## What this task involves
Print the records below word for word, but leave out the pictures.

(Raw data Opens)

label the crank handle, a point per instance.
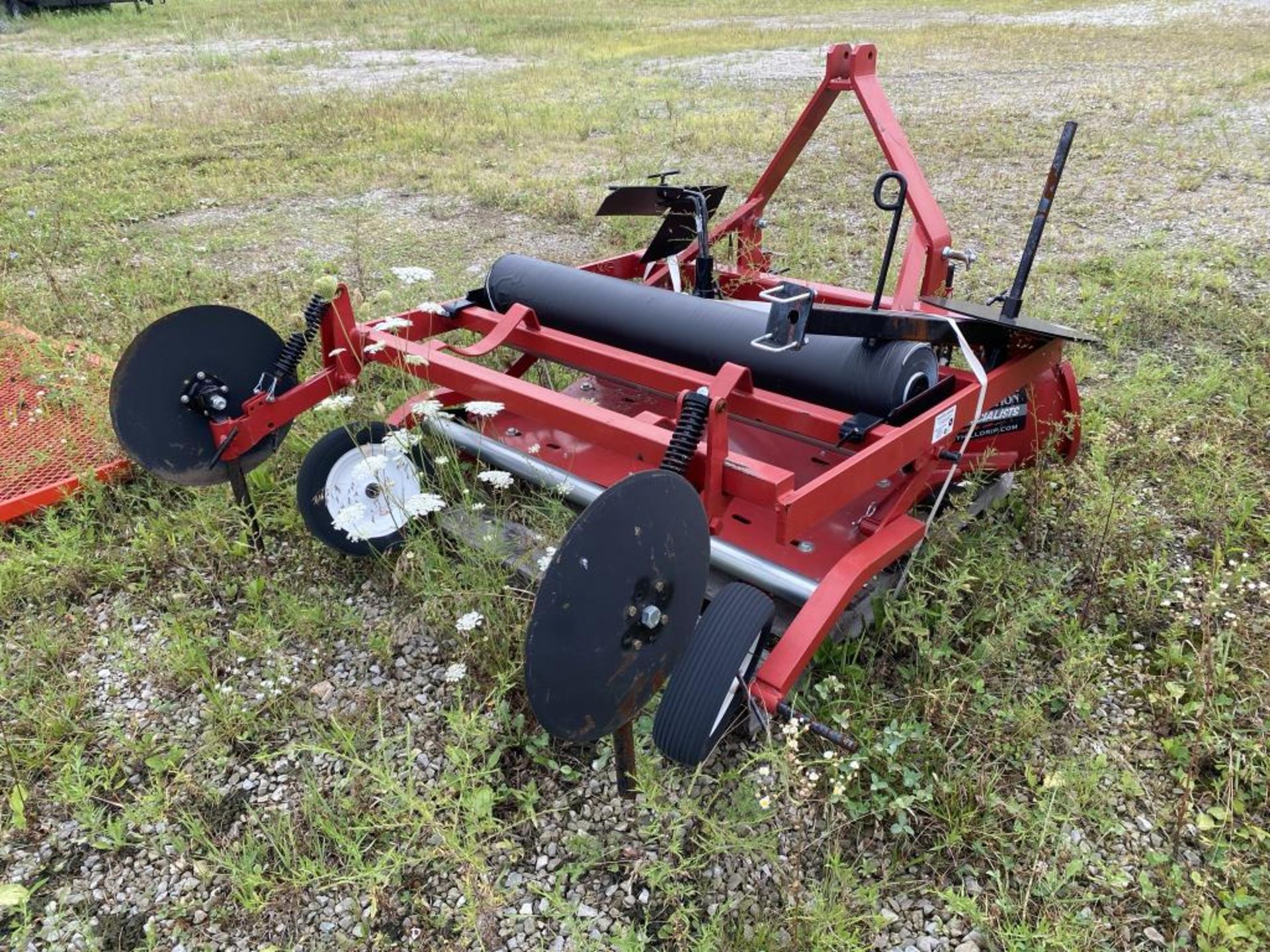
(773, 296)
(968, 257)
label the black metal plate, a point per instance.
(992, 315)
(153, 426)
(583, 672)
(657, 200)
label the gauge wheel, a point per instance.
(353, 487)
(705, 699)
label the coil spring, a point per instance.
(687, 433)
(294, 350)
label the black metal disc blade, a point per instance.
(591, 659)
(153, 426)
(992, 315)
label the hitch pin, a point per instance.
(222, 447)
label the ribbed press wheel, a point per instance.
(705, 698)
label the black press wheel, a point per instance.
(353, 487)
(704, 699)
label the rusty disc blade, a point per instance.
(616, 606)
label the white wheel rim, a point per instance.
(736, 686)
(379, 477)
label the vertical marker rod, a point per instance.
(1013, 301)
(243, 496)
(624, 761)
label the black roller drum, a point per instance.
(842, 374)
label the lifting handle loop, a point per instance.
(897, 208)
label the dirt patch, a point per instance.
(364, 70)
(114, 70)
(1119, 16)
(454, 238)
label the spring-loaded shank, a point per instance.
(294, 350)
(687, 433)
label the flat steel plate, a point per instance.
(1023, 323)
(591, 663)
(155, 429)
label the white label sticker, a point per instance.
(944, 424)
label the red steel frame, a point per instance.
(855, 503)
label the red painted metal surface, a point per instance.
(48, 442)
(770, 471)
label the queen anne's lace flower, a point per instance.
(425, 504)
(392, 324)
(484, 408)
(335, 401)
(498, 479)
(470, 621)
(402, 440)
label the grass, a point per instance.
(1091, 653)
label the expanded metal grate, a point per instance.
(54, 423)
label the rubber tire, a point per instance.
(683, 728)
(312, 487)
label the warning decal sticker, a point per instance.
(1006, 416)
(944, 424)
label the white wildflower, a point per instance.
(347, 518)
(335, 401)
(425, 504)
(470, 621)
(402, 440)
(413, 276)
(392, 324)
(484, 408)
(498, 479)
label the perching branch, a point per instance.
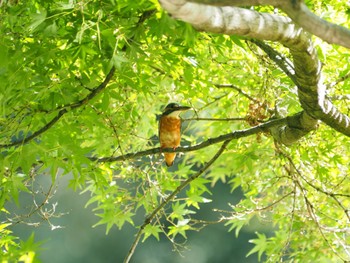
(287, 125)
(63, 110)
(230, 136)
(150, 218)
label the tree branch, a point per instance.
(299, 13)
(150, 218)
(249, 23)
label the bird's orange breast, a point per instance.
(169, 136)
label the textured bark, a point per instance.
(263, 26)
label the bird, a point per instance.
(170, 129)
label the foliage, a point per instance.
(55, 116)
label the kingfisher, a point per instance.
(170, 129)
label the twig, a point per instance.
(149, 218)
(230, 86)
(230, 136)
(216, 119)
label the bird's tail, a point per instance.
(169, 158)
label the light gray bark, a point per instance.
(263, 26)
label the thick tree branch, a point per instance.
(252, 24)
(299, 13)
(170, 197)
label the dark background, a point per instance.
(78, 241)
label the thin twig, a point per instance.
(149, 218)
(216, 119)
(230, 136)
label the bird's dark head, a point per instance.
(174, 110)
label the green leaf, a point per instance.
(260, 245)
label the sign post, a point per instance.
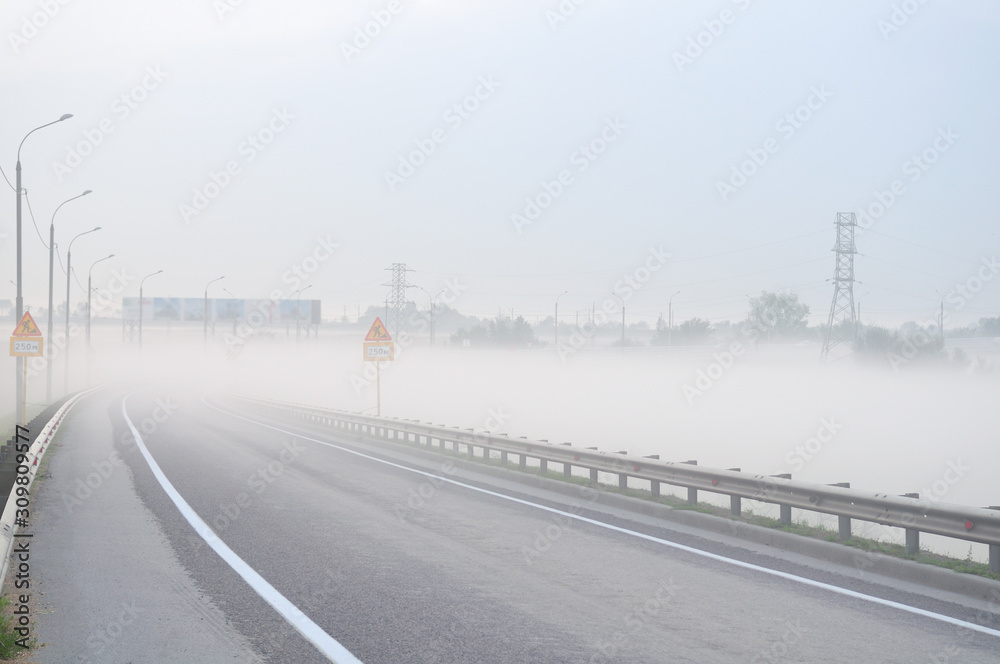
(378, 347)
(25, 341)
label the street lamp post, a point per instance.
(52, 247)
(670, 319)
(431, 299)
(19, 392)
(233, 298)
(140, 304)
(298, 311)
(69, 269)
(90, 274)
(206, 305)
(623, 320)
(557, 319)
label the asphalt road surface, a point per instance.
(322, 547)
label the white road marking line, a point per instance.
(698, 552)
(300, 621)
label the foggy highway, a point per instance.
(396, 556)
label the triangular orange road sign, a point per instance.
(378, 332)
(27, 327)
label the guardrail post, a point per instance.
(995, 551)
(912, 534)
(622, 477)
(785, 511)
(692, 492)
(593, 471)
(735, 502)
(654, 485)
(844, 521)
(568, 467)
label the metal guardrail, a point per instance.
(909, 512)
(28, 452)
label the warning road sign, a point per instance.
(26, 327)
(25, 347)
(26, 340)
(376, 351)
(378, 332)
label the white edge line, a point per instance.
(300, 621)
(698, 552)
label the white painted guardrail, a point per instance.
(909, 512)
(28, 467)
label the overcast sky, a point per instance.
(318, 124)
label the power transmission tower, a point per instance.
(841, 328)
(396, 303)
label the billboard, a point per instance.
(192, 309)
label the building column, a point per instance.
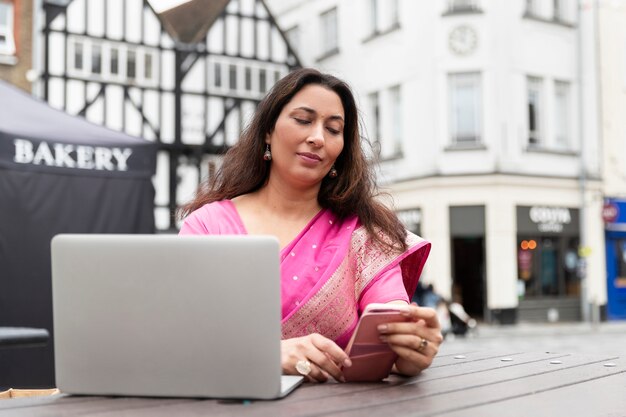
(501, 261)
(436, 229)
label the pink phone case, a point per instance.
(371, 359)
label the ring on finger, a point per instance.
(303, 367)
(422, 345)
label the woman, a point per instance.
(299, 173)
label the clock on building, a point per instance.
(463, 40)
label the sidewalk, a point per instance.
(606, 337)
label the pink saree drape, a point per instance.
(326, 269)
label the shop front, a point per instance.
(549, 267)
(614, 215)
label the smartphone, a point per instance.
(371, 358)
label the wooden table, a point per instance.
(470, 383)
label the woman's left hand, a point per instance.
(416, 341)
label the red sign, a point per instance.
(610, 212)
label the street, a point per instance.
(606, 337)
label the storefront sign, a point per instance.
(547, 220)
(71, 156)
(610, 212)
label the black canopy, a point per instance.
(58, 174)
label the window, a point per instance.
(96, 59)
(232, 76)
(7, 41)
(262, 81)
(462, 5)
(248, 78)
(147, 66)
(394, 12)
(131, 64)
(373, 23)
(115, 61)
(562, 114)
(330, 43)
(293, 37)
(395, 100)
(562, 11)
(217, 74)
(532, 8)
(535, 110)
(383, 17)
(374, 116)
(78, 55)
(465, 108)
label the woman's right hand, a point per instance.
(325, 357)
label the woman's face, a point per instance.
(307, 137)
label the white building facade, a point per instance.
(484, 118)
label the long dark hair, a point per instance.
(352, 192)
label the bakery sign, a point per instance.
(71, 156)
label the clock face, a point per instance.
(463, 40)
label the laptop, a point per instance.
(168, 316)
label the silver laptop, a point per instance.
(166, 315)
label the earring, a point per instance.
(267, 156)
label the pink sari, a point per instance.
(327, 270)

(Raw data Closes)

## Expected answer
label the crank handle, a point per instance.
(773, 296)
(968, 257)
label the black metal plate, a point per instance.
(992, 315)
(153, 426)
(583, 672)
(657, 200)
label the gauge wheel, a point per instance.
(353, 487)
(705, 699)
label the coil spring, a point per instance.
(687, 433)
(294, 350)
label the black metal disc blade, a point per instance.
(591, 659)
(153, 426)
(992, 315)
label the hitch pin, a point per instance.
(222, 447)
label the ribbed press wheel, a point per instance.
(705, 698)
label the black press wheel, a point per instance.
(353, 487)
(704, 699)
label the rusty disc blade, a point per instance.
(616, 606)
label the white wheel rim, a point per instance.
(736, 686)
(379, 477)
label the vertical marker rod, a point per instance.
(1013, 301)
(243, 496)
(624, 761)
label the black roller drum, a point per instance.
(842, 374)
label the lifting handle loop, a point per instance.
(897, 208)
label the dirt patch, a point per instance.
(364, 70)
(114, 70)
(1119, 16)
(454, 238)
label the spring-loaded shank, a point per instance.
(294, 350)
(687, 433)
label the flat steel plate, a point per instance.
(1023, 323)
(591, 663)
(155, 429)
label the white label sticker, a point per instance.
(944, 424)
label the red steel frame, a point per instance.
(855, 503)
label the red painted metal surface, a point per instance.
(48, 442)
(770, 471)
label the queen anne's lace flower, a point per instance.
(425, 504)
(392, 324)
(484, 408)
(335, 401)
(498, 479)
(470, 621)
(402, 440)
label the grass, a point per instance.
(1091, 653)
label the expanded metal grate, a point per instance.
(54, 423)
label the rubber tire, a point per instance.
(683, 728)
(312, 487)
label the warning decal sticker, a point per instance.
(1006, 416)
(944, 424)
label the white wildflower, a point per instance.
(347, 518)
(335, 401)
(425, 504)
(470, 621)
(402, 440)
(413, 276)
(392, 324)
(484, 408)
(498, 479)
label the perching branch, a point per instance.
(287, 125)
(63, 110)
(230, 136)
(150, 218)
label the tree branch, a point per instance.
(299, 13)
(150, 218)
(249, 23)
label the bird's orange breast, a point per instance.
(169, 136)
label the textured bark, a point per instance.
(263, 26)
label the bird, a point per instance.
(170, 129)
label the foliage, a point per instance.
(55, 116)
label the kingfisher, a point per instance.
(170, 129)
label the twig, a point per instance.
(149, 218)
(230, 86)
(230, 136)
(216, 119)
label the bird's tail, a point per instance.
(169, 158)
label the light gray bark, a point per instance.
(263, 26)
label the thick tree branch, a point per instance.
(252, 24)
(299, 13)
(170, 197)
label the dark background, a point per instance.
(78, 241)
label the thin twig, a point per instance.
(149, 218)
(216, 119)
(230, 136)
label the bird's dark head, a point per instance.
(174, 110)
label the green leaf, a point per instance.
(260, 245)
label the sign post, a point per instance.
(378, 347)
(25, 341)
label the street lamp post, a point per instance.
(52, 247)
(670, 319)
(431, 299)
(19, 392)
(233, 298)
(140, 304)
(298, 311)
(69, 269)
(90, 274)
(206, 305)
(623, 320)
(557, 319)
label the asphalt road surface, a point per instance.
(322, 547)
label the white road marking line, a point per instance.
(698, 552)
(300, 621)
label the foggy highway, a point per instance.
(396, 556)
label the triangular orange road sign, a point per instance.
(378, 332)
(27, 327)
label the guardrail post, a point per instance.
(995, 551)
(912, 534)
(622, 477)
(785, 511)
(692, 492)
(593, 471)
(735, 502)
(654, 485)
(844, 521)
(568, 467)
label the metal guardrail, a point per instance.
(909, 512)
(28, 452)
label the warning road sign, a point per instance.
(26, 327)
(25, 347)
(26, 340)
(376, 351)
(378, 332)
label the white edge line, a point per instance.
(300, 621)
(698, 552)
label the white painted guardrail, a point per instance.
(909, 512)
(28, 467)
label the overcast sky, a point per instance.
(318, 124)
label the power transmission tower, a point per instance.
(841, 328)
(396, 303)
label the billboard, a point per instance.
(192, 309)
label the building column, a point per instance.
(501, 261)
(436, 229)
label the pink phone case, a point per instance.
(371, 359)
label the ring on finger, a point per instance.
(303, 367)
(422, 345)
label the woman, a point per instance.
(299, 173)
label the clock on building, a point per instance.
(463, 40)
label the sidewalk, a point per instance.
(606, 337)
label the pink saree drape, a point per instance.
(326, 269)
label the shop front, a point per instance.
(549, 267)
(614, 215)
label the smartphone, a point per instance.
(371, 358)
label the wooden table, a point per instance.
(470, 383)
label the woman's left hand, a point per instance.
(416, 341)
label the red sign, a point per instance.
(610, 212)
label the street, a point per instance.
(606, 337)
label the storefront sign, a point per instance.
(547, 220)
(71, 156)
(610, 212)
label the black canopy, a point per instance.
(58, 174)
label the window, a point per instance.
(96, 59)
(232, 76)
(7, 41)
(262, 81)
(462, 5)
(248, 78)
(147, 66)
(394, 12)
(131, 64)
(373, 23)
(115, 61)
(562, 114)
(330, 43)
(293, 37)
(395, 100)
(562, 11)
(217, 74)
(532, 8)
(535, 110)
(383, 17)
(374, 116)
(78, 55)
(465, 108)
label the woman's right hand, a point per instance.
(325, 357)
label the woman's face, a point per instance.
(307, 137)
label the white building facade, a point per instance.
(484, 118)
label the long dark hair, a point per instance.
(352, 192)
label the bakery sign, a point per instance.
(71, 156)
label the clock face, a point per instance.
(463, 40)
label the laptop, a point per instance.
(168, 316)
label the silver laptop, a point per instance.
(166, 315)
label the earring, a point per instance.
(267, 156)
label the pink sari, a point per instance.
(327, 270)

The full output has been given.